What you have to do - Find every line in the rows below that contains the word "around", with case counting, and copy each of those lines.

-*-

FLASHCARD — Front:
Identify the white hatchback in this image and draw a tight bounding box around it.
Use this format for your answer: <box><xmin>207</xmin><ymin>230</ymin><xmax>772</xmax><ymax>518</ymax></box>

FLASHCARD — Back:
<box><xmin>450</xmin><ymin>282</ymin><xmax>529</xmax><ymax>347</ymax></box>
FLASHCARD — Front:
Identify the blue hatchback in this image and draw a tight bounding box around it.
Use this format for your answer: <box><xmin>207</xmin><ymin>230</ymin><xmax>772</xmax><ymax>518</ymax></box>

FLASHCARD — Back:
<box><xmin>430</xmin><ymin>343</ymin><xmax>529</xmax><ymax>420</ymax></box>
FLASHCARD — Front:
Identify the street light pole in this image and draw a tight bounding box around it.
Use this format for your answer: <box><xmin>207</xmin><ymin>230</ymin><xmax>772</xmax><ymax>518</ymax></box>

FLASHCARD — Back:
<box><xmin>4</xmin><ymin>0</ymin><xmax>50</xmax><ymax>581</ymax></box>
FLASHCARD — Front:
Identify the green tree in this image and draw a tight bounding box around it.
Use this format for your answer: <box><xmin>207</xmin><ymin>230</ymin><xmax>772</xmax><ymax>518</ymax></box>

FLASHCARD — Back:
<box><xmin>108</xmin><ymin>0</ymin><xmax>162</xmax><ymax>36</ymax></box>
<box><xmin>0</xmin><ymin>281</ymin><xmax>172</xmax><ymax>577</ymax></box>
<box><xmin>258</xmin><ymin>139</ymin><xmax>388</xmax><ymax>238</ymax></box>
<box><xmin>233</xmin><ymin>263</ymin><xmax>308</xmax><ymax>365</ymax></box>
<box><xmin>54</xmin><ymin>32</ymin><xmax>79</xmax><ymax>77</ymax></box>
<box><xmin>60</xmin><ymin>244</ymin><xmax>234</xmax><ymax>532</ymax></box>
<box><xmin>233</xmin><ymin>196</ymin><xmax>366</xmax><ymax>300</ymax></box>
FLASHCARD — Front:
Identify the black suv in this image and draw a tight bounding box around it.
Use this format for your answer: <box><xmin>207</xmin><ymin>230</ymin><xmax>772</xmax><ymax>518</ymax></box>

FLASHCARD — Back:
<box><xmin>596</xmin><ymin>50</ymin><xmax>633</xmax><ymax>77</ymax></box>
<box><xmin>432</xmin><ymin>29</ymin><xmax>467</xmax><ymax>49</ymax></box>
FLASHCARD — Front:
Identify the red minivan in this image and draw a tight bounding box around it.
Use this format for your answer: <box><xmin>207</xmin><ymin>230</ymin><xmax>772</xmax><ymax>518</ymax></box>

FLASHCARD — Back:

-*-

Written solution -
Identify the white hatchback in this image and draw a tight bounding box around it.
Identify the blue hatchback in this image and draw a tight bounding box around it.
Identify the street light pole in this image and draw a tight bounding box around it.
Identify the green tree in this image and draw a tight bounding box around it.
Identify the black suv in this image and draw a tight bounding box around it.
Identify the red minivan in this image and draw a tight bounding box around it.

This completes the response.